» YOUR INSTRUCTIONS:
Could you return only the lines that run from the line with "Target: black ottoman footstool" through the final line of the data, exactly as they stand?

» RECORDS FOR THIS TASK:
********************

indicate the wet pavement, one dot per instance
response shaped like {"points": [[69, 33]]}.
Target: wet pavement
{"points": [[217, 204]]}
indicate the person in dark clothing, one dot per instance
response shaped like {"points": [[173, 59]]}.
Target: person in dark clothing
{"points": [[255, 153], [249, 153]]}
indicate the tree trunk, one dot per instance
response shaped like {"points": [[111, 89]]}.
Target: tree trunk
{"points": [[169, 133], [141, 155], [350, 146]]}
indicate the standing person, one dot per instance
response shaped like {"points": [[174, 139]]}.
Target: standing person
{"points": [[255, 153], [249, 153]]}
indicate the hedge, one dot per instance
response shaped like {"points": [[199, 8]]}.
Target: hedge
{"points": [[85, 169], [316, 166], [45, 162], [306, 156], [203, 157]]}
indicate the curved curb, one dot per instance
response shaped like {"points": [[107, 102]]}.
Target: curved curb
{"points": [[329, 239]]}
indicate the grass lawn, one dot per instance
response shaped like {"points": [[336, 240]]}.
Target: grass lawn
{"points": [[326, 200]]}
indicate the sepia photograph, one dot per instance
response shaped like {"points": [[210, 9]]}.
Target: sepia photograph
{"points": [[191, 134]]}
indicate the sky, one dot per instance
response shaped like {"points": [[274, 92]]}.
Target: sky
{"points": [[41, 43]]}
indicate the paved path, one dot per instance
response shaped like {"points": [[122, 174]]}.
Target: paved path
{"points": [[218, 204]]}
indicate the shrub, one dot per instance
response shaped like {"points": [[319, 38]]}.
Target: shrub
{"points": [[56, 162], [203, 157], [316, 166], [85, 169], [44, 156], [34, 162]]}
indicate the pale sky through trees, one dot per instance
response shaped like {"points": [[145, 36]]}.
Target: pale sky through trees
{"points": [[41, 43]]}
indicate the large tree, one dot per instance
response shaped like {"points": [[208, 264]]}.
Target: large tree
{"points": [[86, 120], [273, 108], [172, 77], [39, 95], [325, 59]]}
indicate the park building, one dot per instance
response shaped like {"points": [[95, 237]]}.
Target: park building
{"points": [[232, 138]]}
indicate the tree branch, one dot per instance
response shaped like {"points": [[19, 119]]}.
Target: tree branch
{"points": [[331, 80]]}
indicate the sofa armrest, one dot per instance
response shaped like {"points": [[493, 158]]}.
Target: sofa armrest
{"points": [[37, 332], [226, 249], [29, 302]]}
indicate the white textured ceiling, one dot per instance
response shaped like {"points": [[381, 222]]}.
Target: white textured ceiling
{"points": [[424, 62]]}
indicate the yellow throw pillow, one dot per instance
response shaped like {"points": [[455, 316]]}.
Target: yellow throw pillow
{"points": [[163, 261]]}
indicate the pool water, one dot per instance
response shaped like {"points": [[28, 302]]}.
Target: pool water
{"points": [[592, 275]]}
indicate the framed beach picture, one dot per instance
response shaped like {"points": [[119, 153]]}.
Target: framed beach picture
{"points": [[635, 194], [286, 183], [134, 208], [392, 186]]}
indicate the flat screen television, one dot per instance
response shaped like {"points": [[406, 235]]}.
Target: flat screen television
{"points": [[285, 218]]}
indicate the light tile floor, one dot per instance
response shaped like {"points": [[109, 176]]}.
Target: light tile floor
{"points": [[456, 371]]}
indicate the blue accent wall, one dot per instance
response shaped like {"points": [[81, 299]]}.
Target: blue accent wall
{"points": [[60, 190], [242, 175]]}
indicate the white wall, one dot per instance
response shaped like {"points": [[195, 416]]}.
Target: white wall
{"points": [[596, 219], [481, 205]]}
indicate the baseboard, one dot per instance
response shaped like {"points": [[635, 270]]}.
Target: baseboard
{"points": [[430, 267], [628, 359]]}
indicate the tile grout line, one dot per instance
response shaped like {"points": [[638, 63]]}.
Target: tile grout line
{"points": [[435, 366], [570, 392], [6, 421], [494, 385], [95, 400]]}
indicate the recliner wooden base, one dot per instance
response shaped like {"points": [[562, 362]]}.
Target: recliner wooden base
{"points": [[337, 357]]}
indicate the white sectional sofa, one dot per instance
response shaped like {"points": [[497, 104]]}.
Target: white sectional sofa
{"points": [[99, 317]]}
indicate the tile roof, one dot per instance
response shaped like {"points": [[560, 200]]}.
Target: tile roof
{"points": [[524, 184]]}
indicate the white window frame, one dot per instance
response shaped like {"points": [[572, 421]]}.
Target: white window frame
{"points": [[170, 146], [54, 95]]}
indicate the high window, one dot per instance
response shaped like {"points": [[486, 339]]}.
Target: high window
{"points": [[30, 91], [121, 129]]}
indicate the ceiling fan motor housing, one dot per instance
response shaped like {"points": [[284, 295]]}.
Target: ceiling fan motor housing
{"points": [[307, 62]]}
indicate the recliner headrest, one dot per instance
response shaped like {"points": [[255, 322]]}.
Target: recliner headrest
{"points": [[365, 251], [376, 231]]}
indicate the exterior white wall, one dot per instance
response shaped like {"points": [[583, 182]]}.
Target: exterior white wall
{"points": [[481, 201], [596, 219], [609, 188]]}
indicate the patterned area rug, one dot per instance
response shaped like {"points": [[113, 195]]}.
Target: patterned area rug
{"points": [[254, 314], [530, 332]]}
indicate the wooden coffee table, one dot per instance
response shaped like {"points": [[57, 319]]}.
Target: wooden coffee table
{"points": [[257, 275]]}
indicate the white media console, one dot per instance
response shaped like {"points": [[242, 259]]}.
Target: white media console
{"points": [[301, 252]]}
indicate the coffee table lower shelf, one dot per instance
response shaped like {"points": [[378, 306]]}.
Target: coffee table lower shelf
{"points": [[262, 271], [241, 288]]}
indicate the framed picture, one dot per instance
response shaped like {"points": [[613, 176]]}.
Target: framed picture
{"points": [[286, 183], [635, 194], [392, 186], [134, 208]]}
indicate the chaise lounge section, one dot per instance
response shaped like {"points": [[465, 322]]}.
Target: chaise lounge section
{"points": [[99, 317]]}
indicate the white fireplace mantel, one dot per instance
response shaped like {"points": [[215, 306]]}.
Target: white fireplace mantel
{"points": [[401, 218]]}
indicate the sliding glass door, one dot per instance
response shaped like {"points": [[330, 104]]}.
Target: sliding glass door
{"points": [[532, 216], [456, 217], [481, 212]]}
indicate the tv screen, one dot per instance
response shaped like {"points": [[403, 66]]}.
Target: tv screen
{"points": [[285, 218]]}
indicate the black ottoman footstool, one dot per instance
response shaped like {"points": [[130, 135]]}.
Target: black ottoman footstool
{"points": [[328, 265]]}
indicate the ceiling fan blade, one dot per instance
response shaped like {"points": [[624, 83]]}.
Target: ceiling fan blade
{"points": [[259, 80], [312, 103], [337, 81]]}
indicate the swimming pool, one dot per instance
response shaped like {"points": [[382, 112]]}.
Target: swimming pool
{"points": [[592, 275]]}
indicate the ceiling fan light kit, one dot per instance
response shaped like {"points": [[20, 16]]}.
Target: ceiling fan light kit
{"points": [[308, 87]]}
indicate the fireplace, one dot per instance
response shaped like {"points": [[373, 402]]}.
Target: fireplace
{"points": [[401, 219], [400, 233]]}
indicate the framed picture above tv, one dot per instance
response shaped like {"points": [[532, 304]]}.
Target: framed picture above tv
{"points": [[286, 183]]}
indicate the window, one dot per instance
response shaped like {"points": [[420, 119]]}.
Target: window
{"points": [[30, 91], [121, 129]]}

********************

» RESPONSE TO THE TASK:
Target: black ottoman footstool
{"points": [[328, 265]]}
indicate the ceiling fan blade, one dot per instance
response shaped like {"points": [[624, 83]]}.
Target: ceiling fan blade
{"points": [[259, 80], [312, 103], [337, 81]]}
indicate the swimming pool, one dot per instance
response shaped like {"points": [[382, 112]]}.
Target: swimming pool
{"points": [[592, 275]]}
indicate the ceiling fan light kit, one dot per instance
response shaped like {"points": [[20, 16]]}.
Target: ceiling fan light kit
{"points": [[308, 87]]}
indicate the fireplace, one dot per instance
response shaped like {"points": [[373, 402]]}.
Target: fireplace
{"points": [[401, 219], [400, 233]]}
indicate the framed picture above tv, one dot per instance
response shaped like {"points": [[532, 304]]}.
Target: framed picture above tv
{"points": [[286, 183]]}
indicate the window, one dot per instance
response shaped like {"points": [[420, 119]]}.
Target: window
{"points": [[30, 91], [121, 129]]}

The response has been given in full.